(Data extracted from a collection)
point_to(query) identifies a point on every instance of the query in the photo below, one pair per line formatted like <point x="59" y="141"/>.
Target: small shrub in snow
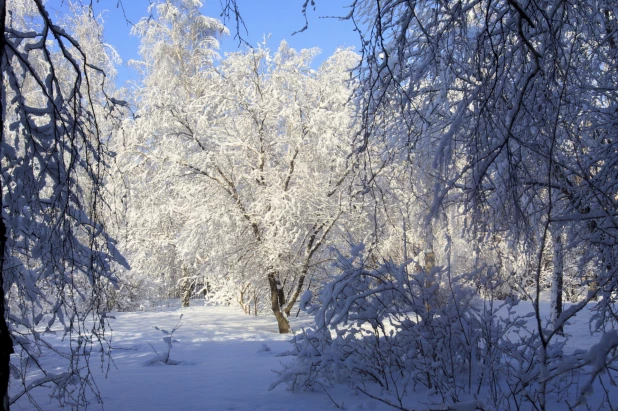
<point x="168" y="339"/>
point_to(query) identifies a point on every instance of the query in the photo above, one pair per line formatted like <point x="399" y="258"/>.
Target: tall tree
<point x="55" y="254"/>
<point x="254" y="147"/>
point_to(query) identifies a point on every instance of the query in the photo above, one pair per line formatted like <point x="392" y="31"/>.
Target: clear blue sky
<point x="279" y="18"/>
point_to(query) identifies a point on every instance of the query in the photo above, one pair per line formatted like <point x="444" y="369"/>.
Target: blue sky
<point x="279" y="18"/>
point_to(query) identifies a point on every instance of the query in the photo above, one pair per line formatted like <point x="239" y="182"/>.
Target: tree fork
<point x="282" y="322"/>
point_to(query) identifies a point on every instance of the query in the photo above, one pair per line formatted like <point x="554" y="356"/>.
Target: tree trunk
<point x="299" y="288"/>
<point x="430" y="261"/>
<point x="6" y="343"/>
<point x="275" y="293"/>
<point x="186" y="288"/>
<point x="557" y="277"/>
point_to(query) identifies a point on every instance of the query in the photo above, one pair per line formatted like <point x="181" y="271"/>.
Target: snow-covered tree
<point x="248" y="156"/>
<point x="56" y="256"/>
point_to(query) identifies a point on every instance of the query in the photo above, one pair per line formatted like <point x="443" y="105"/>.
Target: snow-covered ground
<point x="226" y="362"/>
<point x="224" y="365"/>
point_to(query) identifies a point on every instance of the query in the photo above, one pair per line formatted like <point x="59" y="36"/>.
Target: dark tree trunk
<point x="557" y="278"/>
<point x="299" y="288"/>
<point x="6" y="343"/>
<point x="275" y="298"/>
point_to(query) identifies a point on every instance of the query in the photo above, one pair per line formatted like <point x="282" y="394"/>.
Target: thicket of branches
<point x="469" y="152"/>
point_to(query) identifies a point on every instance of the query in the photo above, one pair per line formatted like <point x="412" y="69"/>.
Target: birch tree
<point x="55" y="254"/>
<point x="255" y="147"/>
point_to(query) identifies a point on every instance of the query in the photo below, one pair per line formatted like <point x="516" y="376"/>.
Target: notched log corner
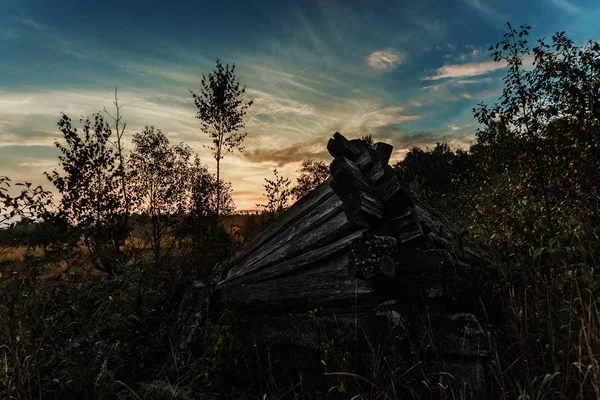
<point x="373" y="256"/>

_Exercise task_
Make an exact copy of the records above, with the pictures left out.

_Written response_
point_to(query) identifies a point on every instance of the query in the photo below, one pair per line formatted like <point x="59" y="141"/>.
Target: small shrub in snow
<point x="168" y="339"/>
point_to(query) identifies a point on every instance of the query in the photo above, one pair per line formatted like <point x="399" y="258"/>.
Target: tall tree
<point x="55" y="254"/>
<point x="254" y="147"/>
point_to(query) identifies a point on every instance of the query in the photo above, one pair per line formatted like <point x="392" y="31"/>.
Target: clear blue sky
<point x="279" y="18"/>
point_to(query) identifies a point on every instance of the query in the photo above, one pair per line formatted like <point x="444" y="369"/>.
Target: blue sky
<point x="279" y="18"/>
point_to(query) identifies a point on every instance of the query in the photo above, one pair per line formatted like <point x="239" y="182"/>.
Target: tree fork
<point x="282" y="322"/>
point_to(query) identifies a point on every instance of the query in the photo above, one pair per line formatted like <point x="554" y="356"/>.
Target: tree trunk
<point x="299" y="288"/>
<point x="430" y="261"/>
<point x="6" y="343"/>
<point x="275" y="293"/>
<point x="186" y="288"/>
<point x="557" y="277"/>
point_to(query) identifies a point on every instance of the query in the photo above, one pair per line formatted like <point x="181" y="271"/>.
Target: snow-covered tree
<point x="248" y="156"/>
<point x="56" y="256"/>
point_to(query) identifies a point on every instance of the query in the photo above, one pair per line formatted like <point x="443" y="105"/>.
Target: snow-covered ground
<point x="226" y="362"/>
<point x="224" y="365"/>
point_to(query) identifies a point on every instance of the query in the photo above, one pair per line formatted like <point x="59" y="36"/>.
Target: dark tree trunk
<point x="557" y="278"/>
<point x="299" y="288"/>
<point x="6" y="343"/>
<point x="275" y="298"/>
point_to(query) identifies a point on every instance of the query in the photo above, one pair per line formatted like <point x="282" y="394"/>.
Target: thicket of branches
<point x="469" y="152"/>
point_to(query) identifies a point on every instance of the query in the photo above, one pair per line formatted like <point x="412" y="69"/>.
Target: birch tree
<point x="55" y="254"/>
<point x="255" y="147"/>
point_to(query) identifies a point on every instance of the query in the photo below, one pair per line formatted like <point x="516" y="376"/>.
Target: notched log corner
<point x="373" y="256"/>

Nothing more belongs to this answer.